PROBLEM DETAILS: Write out every record below exactly as it appears.
-- BEGIN PROVIDED INFORMATION --
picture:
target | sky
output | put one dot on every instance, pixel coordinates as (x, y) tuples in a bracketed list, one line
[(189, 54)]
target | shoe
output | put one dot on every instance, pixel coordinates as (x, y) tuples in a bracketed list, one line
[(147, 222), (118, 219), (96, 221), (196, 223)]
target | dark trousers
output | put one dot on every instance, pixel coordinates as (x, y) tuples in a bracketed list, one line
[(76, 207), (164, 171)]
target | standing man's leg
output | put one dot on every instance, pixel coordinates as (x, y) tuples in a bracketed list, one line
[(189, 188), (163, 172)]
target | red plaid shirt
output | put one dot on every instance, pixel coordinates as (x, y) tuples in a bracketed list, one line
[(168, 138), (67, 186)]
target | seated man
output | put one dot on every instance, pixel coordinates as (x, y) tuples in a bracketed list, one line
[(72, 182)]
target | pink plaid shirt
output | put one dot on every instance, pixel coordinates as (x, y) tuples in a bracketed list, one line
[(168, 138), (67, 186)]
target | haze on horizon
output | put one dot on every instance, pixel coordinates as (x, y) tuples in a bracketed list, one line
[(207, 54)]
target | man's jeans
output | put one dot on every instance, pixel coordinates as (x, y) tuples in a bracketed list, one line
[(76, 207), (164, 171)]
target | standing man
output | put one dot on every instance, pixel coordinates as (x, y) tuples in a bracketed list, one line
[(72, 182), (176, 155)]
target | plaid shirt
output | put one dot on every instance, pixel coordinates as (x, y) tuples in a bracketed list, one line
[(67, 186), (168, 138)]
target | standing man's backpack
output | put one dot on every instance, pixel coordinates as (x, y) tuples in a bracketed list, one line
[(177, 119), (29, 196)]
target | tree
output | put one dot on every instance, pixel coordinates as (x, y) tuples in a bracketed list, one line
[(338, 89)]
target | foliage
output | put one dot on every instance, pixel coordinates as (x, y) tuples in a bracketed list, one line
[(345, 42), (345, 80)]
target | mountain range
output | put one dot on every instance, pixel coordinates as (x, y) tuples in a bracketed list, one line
-- END PROVIDED INFORMATION --
RESULT BELOW:
picture:
target | sky
output | put one dot on every instance, pixel coordinates as (x, y) tuples in a bracketed list, one line
[(189, 54)]
target | shoe
output | put one dot on every instance, pixel coordinates as (x, y) tuples in a bracketed list, one line
[(147, 222), (118, 219), (96, 221), (196, 223)]
target | dark trousers
output | put one dot on every instance, pixel coordinates as (x, y) tuples in a bracketed list, one line
[(76, 207), (164, 171)]
target | standing man's leg
output | put one dot on every instance, pixel coordinates as (x, y) tuples in a bracketed list, one line
[(189, 188), (163, 172)]
target | red plaid shirt
output | put one dot on every instance, pixel coordinates as (x, y) tuples in a bracketed list, one line
[(168, 138), (67, 186)]
target | seated man
output | put one dot on every instance, pixel coordinates as (x, y) tuples in a bracketed list, one line
[(72, 182)]
target | pink plaid shirt
output | put one dot on every instance, pixel coordinates as (x, y) tuples in a bracketed list, one line
[(168, 138), (67, 186)]
target | haze on horizon
output | put one dot on every instance, pixel coordinates as (x, y) tuples in a bracketed list, one line
[(207, 54)]
target | man's jeans
output | put one dot on every instance, pixel coordinates as (x, y) tuples in a bracketed list, one line
[(76, 207), (164, 171)]
target | standing man
output | put one dot on every instance, pixel coordinates as (x, y) tuples in a bracketed list, one line
[(72, 182), (176, 155)]
target | plaid shirt
output | put one dot on every instance, pixel coordinates as (x, y) tuples in a bracketed list, one line
[(67, 186), (168, 138)]
target | standing man's backpack
output | put one dot on every instance, pixel coordinates as (x, y) tuples in a bracketed list, one line
[(177, 119), (29, 196)]
target | tree
output | put one dot on every instance, pixel coordinates as (x, y) tuples in a bracketed list, one line
[(338, 89)]
target | foliage
output | put one dot on every instance, pixel coordinates as (x, y) tuples in a bracketed list, one line
[(345, 42), (345, 80)]
target | mountain range
output | put one dot on every instance, pixel coordinates as (x, y) tuples in a bracketed list, one line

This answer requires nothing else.